===== BRANO SCELTO =====

Nell’anno del Signore 931 gli “Ungari pagani” arrivarono in Lombardia (si intendeva con quel termine praticamente tutto il nord Italia) e tra le altre male cose incendiarono il monastero di Angilberga e tutta la città: “Incendierunt quoddam Monasterium...” di San Sisto e purtroppo anche “totam dictam civitate Placentiae”.

Nell’anno 1003 “Luna visa est versa in colorem Sanguinis”, cioè la luna divenne del colore rosso sangue, probabilmente un fatto astronomico ma che destava stupore nel popolo, non trovando spiegazioni logiche.

Sicuramente restò impresso questo evento nel 1081, quando “Civitas Placentia quasi tota arsit in Sabato sancto”, cioè la città bruciò quasi tutta nella notte prima della Pasqua. Certo non era una grandissima città a quel secolo e le case, a parte quelle di nobili e prelati, di regola erano per buona parte fatte in legno e gli incendi, se indomati, erano fatali.

=====

COMPITO SCRITTO A
Trascrivi la parte del brano sulle antiche cronache cittadine che si apre con le parole contenenti "Nell’anno del Signore" e si chiude con "trovando spiegazioni logiche.".
Il brano e i record hanno origini diverse.

===== MATERIALE =====

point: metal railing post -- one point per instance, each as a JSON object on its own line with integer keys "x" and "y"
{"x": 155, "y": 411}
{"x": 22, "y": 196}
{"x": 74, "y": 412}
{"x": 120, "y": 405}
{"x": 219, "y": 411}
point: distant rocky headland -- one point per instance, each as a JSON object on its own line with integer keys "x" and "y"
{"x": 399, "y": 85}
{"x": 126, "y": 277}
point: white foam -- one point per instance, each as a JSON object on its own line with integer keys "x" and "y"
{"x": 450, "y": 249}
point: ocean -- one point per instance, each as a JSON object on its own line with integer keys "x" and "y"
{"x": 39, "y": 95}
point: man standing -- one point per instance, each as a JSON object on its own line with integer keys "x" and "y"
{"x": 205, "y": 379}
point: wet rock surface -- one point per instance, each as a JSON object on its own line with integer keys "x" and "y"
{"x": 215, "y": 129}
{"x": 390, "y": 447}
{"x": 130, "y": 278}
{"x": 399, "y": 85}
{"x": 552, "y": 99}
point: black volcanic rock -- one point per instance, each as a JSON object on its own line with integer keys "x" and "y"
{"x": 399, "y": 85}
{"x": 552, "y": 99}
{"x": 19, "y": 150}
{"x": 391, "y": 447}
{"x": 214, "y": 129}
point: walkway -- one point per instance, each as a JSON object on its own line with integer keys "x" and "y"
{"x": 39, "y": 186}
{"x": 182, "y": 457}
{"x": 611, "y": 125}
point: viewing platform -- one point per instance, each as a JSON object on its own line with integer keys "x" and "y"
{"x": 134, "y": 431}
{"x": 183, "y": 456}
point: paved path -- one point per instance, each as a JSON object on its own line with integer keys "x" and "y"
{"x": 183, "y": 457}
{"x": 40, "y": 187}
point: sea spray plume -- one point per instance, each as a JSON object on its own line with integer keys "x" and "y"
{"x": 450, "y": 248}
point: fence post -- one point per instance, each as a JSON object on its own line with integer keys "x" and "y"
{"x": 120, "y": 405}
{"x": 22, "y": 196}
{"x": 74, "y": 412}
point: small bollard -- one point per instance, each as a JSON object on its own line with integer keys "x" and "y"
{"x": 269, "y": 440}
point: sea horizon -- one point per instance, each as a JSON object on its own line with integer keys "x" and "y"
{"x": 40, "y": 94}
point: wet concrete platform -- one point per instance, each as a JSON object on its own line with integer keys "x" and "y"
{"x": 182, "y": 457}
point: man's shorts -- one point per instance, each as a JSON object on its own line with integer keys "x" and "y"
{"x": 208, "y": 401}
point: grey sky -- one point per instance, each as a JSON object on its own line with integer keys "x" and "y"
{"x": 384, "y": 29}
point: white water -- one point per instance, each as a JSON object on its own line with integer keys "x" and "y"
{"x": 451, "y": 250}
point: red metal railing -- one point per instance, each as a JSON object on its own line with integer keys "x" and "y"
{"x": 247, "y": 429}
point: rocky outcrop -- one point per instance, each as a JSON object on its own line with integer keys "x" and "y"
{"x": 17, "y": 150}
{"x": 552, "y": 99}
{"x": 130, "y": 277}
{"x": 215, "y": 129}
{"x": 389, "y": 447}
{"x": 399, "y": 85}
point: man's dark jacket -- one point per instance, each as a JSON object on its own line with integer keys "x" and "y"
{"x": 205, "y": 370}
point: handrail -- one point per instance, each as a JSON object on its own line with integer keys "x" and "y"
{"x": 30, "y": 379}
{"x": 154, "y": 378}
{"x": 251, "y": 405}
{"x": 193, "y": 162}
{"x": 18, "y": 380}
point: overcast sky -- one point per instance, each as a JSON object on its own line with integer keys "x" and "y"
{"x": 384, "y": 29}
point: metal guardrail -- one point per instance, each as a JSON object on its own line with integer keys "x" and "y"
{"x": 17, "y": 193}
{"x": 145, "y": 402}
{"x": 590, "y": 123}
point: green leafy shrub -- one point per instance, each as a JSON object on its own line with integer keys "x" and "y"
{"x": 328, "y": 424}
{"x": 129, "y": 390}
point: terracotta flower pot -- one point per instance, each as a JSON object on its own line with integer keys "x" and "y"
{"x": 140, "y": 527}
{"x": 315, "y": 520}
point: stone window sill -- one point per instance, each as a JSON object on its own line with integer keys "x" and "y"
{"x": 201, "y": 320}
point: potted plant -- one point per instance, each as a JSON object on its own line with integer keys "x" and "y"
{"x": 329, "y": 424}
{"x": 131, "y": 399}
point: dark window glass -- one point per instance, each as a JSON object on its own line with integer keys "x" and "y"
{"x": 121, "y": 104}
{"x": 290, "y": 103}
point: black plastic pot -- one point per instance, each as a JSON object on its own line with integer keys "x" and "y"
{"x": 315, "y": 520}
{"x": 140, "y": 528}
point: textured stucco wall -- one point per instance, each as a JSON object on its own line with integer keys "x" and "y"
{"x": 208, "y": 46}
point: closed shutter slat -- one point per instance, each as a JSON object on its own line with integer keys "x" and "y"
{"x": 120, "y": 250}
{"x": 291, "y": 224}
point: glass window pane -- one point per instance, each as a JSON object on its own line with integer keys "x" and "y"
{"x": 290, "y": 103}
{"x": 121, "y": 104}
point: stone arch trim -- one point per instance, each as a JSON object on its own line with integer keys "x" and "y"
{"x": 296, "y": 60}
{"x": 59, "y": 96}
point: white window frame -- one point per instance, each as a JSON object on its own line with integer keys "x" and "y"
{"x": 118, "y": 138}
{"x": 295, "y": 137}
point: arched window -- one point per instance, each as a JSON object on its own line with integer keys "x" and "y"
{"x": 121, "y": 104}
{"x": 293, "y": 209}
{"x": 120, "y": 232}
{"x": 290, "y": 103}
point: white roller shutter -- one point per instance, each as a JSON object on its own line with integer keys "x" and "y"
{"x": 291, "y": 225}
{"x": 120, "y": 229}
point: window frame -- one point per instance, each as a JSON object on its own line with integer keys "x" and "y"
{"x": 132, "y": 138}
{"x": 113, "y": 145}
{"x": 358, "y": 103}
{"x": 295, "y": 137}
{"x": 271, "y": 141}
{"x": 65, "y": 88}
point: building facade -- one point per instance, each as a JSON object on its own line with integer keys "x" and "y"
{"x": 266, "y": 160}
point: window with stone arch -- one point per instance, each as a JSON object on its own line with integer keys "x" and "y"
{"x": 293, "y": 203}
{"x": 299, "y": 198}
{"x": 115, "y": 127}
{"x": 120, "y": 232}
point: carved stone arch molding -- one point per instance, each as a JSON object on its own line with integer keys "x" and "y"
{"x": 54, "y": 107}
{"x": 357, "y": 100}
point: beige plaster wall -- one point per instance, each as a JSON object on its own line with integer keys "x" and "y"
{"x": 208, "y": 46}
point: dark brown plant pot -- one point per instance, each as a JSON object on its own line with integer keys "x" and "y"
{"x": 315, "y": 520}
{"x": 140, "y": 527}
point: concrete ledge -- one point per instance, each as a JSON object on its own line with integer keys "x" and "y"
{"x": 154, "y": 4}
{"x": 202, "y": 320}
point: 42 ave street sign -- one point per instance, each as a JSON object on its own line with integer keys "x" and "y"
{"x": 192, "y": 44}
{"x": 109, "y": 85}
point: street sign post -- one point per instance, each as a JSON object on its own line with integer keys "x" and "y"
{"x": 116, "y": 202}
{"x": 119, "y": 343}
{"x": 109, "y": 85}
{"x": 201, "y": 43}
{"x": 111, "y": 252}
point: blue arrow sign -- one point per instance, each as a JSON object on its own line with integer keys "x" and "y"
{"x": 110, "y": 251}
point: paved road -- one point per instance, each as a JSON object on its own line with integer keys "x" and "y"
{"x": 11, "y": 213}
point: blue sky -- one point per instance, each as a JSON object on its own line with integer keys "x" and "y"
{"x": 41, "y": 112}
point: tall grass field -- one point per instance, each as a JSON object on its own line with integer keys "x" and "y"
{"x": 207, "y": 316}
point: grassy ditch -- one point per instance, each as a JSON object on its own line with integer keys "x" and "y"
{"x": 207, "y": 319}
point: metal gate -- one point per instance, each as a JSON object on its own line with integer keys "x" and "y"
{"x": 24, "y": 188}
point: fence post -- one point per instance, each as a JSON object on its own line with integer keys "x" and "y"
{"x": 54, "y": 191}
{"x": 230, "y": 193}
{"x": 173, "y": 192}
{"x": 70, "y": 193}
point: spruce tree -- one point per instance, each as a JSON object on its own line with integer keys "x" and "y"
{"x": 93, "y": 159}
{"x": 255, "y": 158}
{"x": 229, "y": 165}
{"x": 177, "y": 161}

=====

COMPITO SCRITTO B
Inserisci in una tabella Markdown, con le colonne n e Riga, le righe dei record dalla riga contenente "point: spruce tree" fino alla fine dei record, entrambe incluse, omettendo le righe vuote.

RISPOSTA A
Nell’anno del Signore 931 gli “Ungari pagani” arrivarono in Lombardia (si intendeva con quel termine praticamente tutto il nord Italia) e tra le altre male cose incendiarono il monastero di Angilberga e tutta la città: “Incendierunt quoddam Monasterium...” di San Sisto e purtroppo anche “totam dictam civitate Placentiae”.

Nell’anno 1003 “Luna visa est versa in colorem Sanguinis”, cioè la luna divenne del colore rosso sangue, probabilmente un fatto astronomico ma che destava stupore nel popolo, non trovando spiegazioni logiche.

RISPOSTA B
| n | Riga |
|---|---|
| 1 | point: spruce tree -- one point per instance, each as a JSON object on its own line with integer keys "x" and "y" |
| 2 | {"x": 93, "y": 159} |
| 3 | {"x": 255, "y": 158} |
| 4 | {"x": 229, "y": 165} |
| 5 | {"x": 177, "y": 161} |